Recorded data:

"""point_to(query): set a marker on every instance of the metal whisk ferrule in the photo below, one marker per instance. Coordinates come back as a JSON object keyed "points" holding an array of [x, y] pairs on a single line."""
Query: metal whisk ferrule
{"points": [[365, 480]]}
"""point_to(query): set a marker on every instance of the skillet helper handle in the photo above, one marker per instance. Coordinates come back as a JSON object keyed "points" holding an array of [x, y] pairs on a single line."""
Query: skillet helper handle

Assignment: Begin at the line containing "of the skillet" and reproduce each line through the end of the records above.

Reply:
"""point_to(query): set a marker on every instance of the skillet helper handle in the photo above, one marker per instance. Coordinates come back as a JSON object keyed "points" holding an array of [x, y] pairs on a single line."""
Query: skillet helper handle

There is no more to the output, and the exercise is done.